▸ Seitenauszug
————

„Humanität hat Vorrang“ / Zur Flüchtlingspolitik S.73
„Wir setzen uns an der Seite der Flüchtlingsverbände, der Kirchen und anderer Initiativen für einen humaneren Umgang mit Flüchtlingen ein. Entlang ihrer integrationspolitischen und humanitären Eignung wollen wir alle landeseigenen Erlasse, Anwendungshinweise und die dazugehörige Verwaltungspraxis überprüfen und gegebenenfalls anpassen.

————

▸ Datenliste
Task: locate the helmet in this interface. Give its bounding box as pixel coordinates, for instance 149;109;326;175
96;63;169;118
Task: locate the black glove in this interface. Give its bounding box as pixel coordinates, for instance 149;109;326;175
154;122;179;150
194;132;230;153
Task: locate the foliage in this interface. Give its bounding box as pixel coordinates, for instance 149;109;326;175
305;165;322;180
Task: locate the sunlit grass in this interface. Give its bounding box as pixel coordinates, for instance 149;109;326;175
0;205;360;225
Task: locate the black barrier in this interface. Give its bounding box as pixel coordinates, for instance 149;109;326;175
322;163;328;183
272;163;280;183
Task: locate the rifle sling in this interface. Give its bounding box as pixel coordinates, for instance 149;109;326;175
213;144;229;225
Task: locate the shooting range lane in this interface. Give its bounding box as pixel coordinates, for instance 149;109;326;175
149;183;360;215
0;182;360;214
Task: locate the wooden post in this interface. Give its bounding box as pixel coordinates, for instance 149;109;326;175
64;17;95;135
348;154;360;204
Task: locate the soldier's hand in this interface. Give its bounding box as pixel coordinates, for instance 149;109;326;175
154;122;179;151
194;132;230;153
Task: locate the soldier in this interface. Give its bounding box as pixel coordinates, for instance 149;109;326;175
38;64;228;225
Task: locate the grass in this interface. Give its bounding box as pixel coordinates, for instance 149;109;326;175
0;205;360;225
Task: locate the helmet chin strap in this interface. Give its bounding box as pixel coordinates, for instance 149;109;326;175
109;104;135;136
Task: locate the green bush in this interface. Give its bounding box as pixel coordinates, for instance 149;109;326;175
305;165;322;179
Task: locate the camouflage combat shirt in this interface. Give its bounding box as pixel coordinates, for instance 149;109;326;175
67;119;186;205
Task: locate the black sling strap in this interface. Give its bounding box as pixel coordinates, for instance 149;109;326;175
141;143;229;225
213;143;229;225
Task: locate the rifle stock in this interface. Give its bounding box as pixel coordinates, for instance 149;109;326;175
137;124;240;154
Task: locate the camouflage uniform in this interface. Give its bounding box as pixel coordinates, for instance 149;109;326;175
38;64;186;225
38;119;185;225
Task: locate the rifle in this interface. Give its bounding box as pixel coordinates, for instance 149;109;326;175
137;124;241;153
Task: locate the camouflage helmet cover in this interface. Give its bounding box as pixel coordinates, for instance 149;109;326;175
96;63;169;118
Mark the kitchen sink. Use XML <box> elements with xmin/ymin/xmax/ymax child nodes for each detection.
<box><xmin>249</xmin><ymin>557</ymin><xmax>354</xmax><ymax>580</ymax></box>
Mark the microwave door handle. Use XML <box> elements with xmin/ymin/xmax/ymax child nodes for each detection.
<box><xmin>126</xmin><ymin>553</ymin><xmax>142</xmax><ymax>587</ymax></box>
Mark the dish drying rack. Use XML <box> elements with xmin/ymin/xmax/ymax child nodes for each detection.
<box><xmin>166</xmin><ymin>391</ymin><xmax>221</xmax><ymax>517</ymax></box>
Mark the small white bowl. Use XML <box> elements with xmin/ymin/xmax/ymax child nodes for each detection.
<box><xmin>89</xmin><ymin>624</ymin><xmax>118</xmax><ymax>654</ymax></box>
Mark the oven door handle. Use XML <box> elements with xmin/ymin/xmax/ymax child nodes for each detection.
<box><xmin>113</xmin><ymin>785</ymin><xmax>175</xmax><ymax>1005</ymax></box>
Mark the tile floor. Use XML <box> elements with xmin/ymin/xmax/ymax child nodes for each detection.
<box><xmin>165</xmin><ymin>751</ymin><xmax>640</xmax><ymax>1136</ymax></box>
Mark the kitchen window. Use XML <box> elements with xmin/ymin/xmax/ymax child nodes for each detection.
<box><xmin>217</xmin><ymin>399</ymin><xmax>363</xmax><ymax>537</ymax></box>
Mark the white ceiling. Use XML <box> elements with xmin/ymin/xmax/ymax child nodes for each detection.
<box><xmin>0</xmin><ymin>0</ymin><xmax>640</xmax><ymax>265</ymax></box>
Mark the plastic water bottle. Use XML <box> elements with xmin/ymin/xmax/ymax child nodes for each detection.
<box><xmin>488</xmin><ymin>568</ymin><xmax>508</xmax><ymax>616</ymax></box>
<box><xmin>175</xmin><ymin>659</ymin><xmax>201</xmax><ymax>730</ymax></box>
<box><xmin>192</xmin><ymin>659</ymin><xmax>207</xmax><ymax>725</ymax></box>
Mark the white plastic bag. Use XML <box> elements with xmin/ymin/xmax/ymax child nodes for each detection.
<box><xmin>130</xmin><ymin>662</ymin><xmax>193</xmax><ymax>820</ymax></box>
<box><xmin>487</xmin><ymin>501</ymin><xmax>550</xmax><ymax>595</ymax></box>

————

▸ Aufgaben
1) Nach welchen zwei Gesichtspunkten sollen die Erlasse laut dem Auszug zur Flüchtlingspolitik überprüft werden?
2) Zähl alle auf, an deren Seite man sich laut dem Auszug zur Flüchtlingspolitik für einen humaneren Umgang mit Flüchtlingen einsetzt.
3) Schreib den Auszug zur Flüchtlingspolitik im gleichen Ton nach seinem letzten Satz weiter.
Die Zeilen stammen aus einer anderen Quelle als der Auszug.

▸ Erwartete Antworten
1) Nach ihrer integrationspolitischen und humanitären Eignung.

2) Flüchtlingsverbände, Kirchen, andere Initiativen

3)
Die Probleme der Kettenduldung bzw. der fehlenden Aufenthaltsperspektive sind durch die bestehende Bleiberechtsregelung für langjährig geduldete und integrierte Flüchtlinge und Asylbewerberinnen und Asylbewerber nicht gelöst worden. Wir werden uns deshalb im Bundesrat sowie in der Innenministerkonferenz für eine neue gesetzliche Bleiberechtsregelung einsetzen, welche an humanitären Kriterien ausgerichtet ist. Darüber hinaus werden wir auf Landesebene zeitnah Verwaltungsregelungen erlassen, um die neue gesetzliche Bleiberechtsregelung für Jugendliche in die Praxis umzusetzen.
Die Lebenssituation von Flüchtlingen und Asylbewerbern verbessern In Baden-Württemberg leben zahlreiche Menschen, die ihre Heimat verlassen haben und nicht als Asylbewerberinnen und Asylbewerber anerkannt wurden. Es ist ein Gebot der Menschlichkeit, dass diese Menschen in ihren Grundbedürfnissen versorgt werden. In erster Linie müssen wir den ungehinderten Zugang zu medizinischer Versorgung gewährleisten. Das gleiche gilt für den Zugang der Kinder zu Bildungseinrichtungen.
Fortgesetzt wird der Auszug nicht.